THINGS TO DO →
1) Answer these questions using the text on Lydia von Wolfring:
(a) How many children were in residential care when she resigned from the executive committee in 1901?
(b) In what year did she leave Vienna?
(c) Which foreign organization gave her an honorary membership?
2) Reproduce the text on Lydia von Wolfring word for word, from "Lydia von Wolfring's" to "to very few.".

SUPPLIED TEXT →
[Start of Attachment]

She was offered but turned down the presidency if the new association. This, in the judgement of supporters and admirers, was an error. She nevertheless accepted a critical organisational role as its "general secretary". High hopes accompanied the launch of the association, and by the time Lydia von Wolfring resigned from the executive committee in 1901 important progress had been made. There were 90 children being looked after in residential care, allocated between a house in Kritzendorf and two "villas" at Maria Enzersdorf (both locations being just outside Vienna). Later during 1901, becoming increasingly restless, she quit the "Kinder-Schutz- und Rettungsgesellschaft", keen to concentrate on social reform more broadly and to campaign - not without some success in the longer term - for child protection to be more firmly embedded in statute and, in the more immediate term, treated as a government priority. Implicitly, she seems to have taken the view that some of those calling the shots at the "Kinder-Schutz- und Rettungsgesellschaft" were excessively accepting about the status quo, and she began to gather friends around her in order to set up a new organisation. The "Pestalozziverein zur Förderung des Kinderschutzes und der Jugendfürsorge in Wien" ("Vienna Pestalozzi Association for the promotion of child protection and youth welfare") was launched in 1903. Residential care for abused and neglected children again became the priority, but expansion seems to have been driven by need rather than by criteria based on affordability: finding the funds for the organisation's activities was a constant struggle. For as long as her health held out, von Wolfring was tireless in her fundraising efforts, while also pursuing her researches into the causes of social alienation affecting children. She continued to write articles and deliver lectures detailing the changes that were necessary in order to address society's pressing need for structured child protection. She pursued the demands, which she had first published in a 12-page booklet published in 1902, for an end to societal acceptance of fathers' rights to commit violence against children [as a disciplinary device]. In August 1907 she organised and led the first Austrian Child Protection Congress, which was held in Vienna.

Lydia von Wolfring left Vienna in 1910, and little is known of her final years. Research in the Vienna citizen registration records discloses only that she left the city "on health grounds". Towards the end of her time in Vienna it is known that she suffered a health breakdown and was required to undergo a major operation which failed to deliver a cure for her condition. It is known, also, that Tuberculosis was rife in Vienna during this period, and references have been found to her having "commuted between Switzerland and Warsaw, always stopping off in Vienna along the way" during the later years of her life. Her sister's young husband had died in 1903 and when her sister died in 1920 it was at Davos, a health resort well known at the time for the healing properties against Tuberculosis of its high-altitude mountain air. Irrespective of the state of her own health, Lydia von Wolfring was still alive in January 1920 when her name appeared as one of the originators of the announcement, which appeared in Vienna's daily newspaper, the Neue Freie Presse, of her sister's death. In that announcement she is identified as "Lydia v.Wolfring, Warschau", indicating that she had survived for long enough to experience Poland's return to independence.

Lydia von Wolfring's contributions did not go unnoticed abroad. Particular joy accompanied her acceptance of an honorary membership of the respected New York Society for the Prevention of Cruelty to Children. It was an honour accorded to very few.

[End of Attachment]

DATA SECTION →

[Start of Attachment]

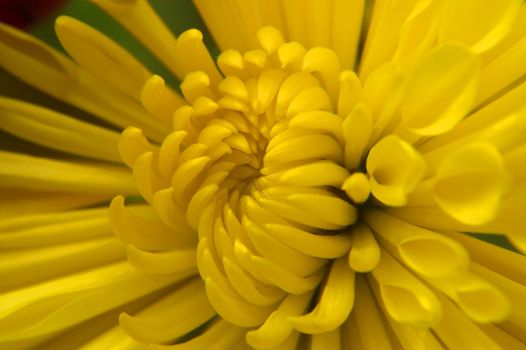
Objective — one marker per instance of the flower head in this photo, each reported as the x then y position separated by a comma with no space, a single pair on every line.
310,186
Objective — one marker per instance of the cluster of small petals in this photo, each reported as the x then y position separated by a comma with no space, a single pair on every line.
299,189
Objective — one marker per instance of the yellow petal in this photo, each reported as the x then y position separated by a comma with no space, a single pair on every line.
440,90
478,24
188,301
171,261
23,171
480,300
365,252
470,183
423,251
395,168
277,327
335,303
58,131
406,299
101,56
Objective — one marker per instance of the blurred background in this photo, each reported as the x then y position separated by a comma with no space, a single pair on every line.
38,16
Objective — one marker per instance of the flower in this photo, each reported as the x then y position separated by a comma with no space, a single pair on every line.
311,190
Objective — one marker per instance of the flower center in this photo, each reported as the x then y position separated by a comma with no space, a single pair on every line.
267,164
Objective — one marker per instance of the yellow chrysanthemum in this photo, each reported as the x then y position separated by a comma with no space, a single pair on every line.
310,189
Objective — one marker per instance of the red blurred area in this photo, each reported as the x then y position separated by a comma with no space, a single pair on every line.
23,13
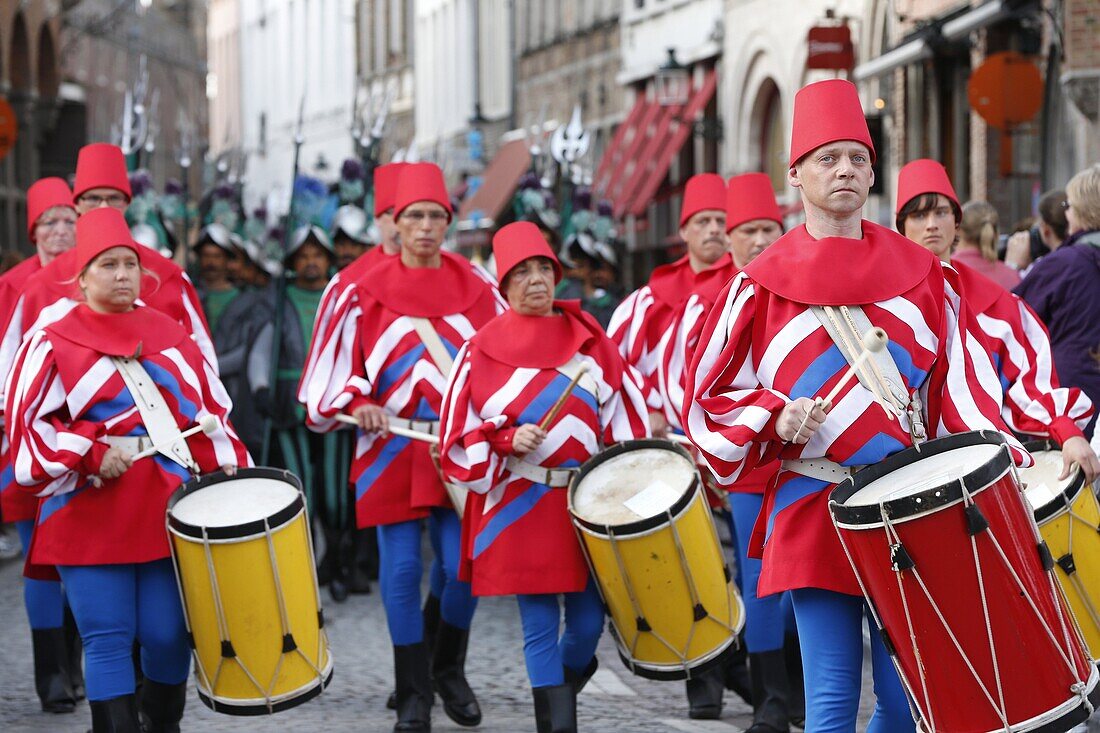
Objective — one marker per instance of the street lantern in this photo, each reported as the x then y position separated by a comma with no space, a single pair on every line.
672,83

[End of Attachment]

EXERCISE ANSWERS →
1)
(a) 90
(b) 1910
(c) The New York Society for the Prevention of Cruelty to Children

2)
Lydia von Wolfring's contributions did not go unnoticed abroad. Particular joy accompanied her acceptance of an honorary membership of the respected New York Society for the Prevention of Cruelty to Children. It was an honour accorded to very few.